From the entries that follow, list every line in which the string "below" appears.

● **EXTRACTED ENTRIES**:
---------------

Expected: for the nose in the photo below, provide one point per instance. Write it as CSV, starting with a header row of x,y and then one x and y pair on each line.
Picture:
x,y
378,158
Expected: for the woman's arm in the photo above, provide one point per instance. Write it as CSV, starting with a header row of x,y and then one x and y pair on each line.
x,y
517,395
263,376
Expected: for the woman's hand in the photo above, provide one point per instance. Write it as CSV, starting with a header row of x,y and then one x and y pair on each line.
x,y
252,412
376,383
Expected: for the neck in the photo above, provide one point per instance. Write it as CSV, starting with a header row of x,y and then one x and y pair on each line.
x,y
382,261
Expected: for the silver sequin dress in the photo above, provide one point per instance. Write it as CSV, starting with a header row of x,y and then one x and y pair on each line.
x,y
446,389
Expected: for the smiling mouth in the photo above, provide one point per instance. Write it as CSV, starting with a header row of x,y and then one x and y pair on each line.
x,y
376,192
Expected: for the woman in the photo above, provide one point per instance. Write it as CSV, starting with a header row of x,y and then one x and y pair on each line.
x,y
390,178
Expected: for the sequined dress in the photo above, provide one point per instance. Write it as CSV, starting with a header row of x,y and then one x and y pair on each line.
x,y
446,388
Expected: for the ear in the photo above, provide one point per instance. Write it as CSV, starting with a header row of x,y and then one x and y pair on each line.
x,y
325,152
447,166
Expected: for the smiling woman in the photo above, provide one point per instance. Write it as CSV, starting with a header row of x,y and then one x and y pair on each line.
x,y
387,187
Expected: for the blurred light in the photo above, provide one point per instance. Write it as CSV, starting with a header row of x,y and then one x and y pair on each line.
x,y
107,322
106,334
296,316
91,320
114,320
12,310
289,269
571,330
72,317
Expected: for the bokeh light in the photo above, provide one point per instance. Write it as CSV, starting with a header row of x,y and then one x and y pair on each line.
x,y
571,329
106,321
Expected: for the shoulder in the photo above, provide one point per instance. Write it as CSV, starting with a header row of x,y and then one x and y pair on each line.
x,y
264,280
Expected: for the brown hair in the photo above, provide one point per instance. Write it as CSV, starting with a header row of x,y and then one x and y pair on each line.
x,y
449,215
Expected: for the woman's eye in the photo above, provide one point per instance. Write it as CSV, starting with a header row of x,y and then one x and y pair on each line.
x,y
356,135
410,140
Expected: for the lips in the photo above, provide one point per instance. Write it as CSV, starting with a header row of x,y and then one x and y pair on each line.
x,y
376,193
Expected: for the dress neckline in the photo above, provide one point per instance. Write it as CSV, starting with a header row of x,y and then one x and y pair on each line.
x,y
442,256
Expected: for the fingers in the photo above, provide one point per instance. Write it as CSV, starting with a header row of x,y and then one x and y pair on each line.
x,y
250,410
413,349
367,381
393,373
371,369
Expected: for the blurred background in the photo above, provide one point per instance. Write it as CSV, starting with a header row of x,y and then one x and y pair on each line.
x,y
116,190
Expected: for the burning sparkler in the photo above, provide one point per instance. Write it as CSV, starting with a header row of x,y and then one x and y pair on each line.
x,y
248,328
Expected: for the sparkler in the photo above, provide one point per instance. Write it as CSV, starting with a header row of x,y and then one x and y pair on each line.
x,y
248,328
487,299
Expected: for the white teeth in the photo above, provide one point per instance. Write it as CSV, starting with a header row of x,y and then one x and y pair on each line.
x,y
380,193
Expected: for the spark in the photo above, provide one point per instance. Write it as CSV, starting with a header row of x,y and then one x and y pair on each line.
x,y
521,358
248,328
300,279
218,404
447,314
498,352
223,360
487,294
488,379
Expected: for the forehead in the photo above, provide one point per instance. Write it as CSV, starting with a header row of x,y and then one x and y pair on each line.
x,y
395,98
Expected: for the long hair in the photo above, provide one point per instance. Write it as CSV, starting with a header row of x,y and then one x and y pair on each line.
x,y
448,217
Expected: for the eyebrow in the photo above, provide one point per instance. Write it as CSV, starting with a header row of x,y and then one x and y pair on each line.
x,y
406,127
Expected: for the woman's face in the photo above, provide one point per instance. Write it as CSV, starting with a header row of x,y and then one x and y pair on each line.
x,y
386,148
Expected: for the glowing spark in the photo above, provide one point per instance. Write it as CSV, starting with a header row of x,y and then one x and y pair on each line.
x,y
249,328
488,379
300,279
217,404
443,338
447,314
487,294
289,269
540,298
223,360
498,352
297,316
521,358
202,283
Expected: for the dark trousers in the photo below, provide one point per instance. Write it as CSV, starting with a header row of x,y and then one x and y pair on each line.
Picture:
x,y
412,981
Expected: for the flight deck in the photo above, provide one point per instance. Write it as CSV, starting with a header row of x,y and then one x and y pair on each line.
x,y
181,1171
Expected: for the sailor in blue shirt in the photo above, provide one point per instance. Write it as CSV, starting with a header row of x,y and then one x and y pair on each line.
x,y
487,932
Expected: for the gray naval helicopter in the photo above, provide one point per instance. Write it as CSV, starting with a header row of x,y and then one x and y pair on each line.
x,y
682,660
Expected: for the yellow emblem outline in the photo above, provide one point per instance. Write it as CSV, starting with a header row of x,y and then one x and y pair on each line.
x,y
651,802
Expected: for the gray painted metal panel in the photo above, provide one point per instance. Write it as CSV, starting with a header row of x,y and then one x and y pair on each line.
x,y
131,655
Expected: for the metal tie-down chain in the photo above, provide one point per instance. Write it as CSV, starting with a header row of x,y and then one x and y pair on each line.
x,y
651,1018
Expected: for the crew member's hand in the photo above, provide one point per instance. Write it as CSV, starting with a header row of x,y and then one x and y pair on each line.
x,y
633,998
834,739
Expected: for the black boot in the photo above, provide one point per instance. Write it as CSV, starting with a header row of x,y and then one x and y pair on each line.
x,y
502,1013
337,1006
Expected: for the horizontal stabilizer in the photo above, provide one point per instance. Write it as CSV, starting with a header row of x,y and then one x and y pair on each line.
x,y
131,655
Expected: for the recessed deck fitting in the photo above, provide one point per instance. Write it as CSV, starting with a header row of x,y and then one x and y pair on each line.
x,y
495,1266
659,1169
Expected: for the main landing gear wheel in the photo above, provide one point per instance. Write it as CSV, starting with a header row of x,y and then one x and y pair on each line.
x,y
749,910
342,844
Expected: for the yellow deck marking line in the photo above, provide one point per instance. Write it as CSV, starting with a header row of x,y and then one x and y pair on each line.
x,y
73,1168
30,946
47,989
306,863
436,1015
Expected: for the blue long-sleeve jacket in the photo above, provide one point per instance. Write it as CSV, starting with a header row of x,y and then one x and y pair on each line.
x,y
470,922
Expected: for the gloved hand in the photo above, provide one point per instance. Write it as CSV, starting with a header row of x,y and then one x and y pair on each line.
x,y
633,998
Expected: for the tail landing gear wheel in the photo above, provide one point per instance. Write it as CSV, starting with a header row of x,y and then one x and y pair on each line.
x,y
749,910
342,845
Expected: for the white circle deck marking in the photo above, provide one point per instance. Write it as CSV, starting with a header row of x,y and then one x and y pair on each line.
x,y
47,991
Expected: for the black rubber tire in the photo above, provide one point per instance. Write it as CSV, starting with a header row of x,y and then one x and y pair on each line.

---------------

● **EXERCISE ANSWER**:
Expected: for the nose in the photo below, provide one point per instance. Write it as CSV, starting with a header row of x,y and then one x and y pair on each line.
Expected: for the dark trousers in the photo below, provide one point per instance. Write it as CSV, starting with a header row of x,y and then one x and y pair on each line.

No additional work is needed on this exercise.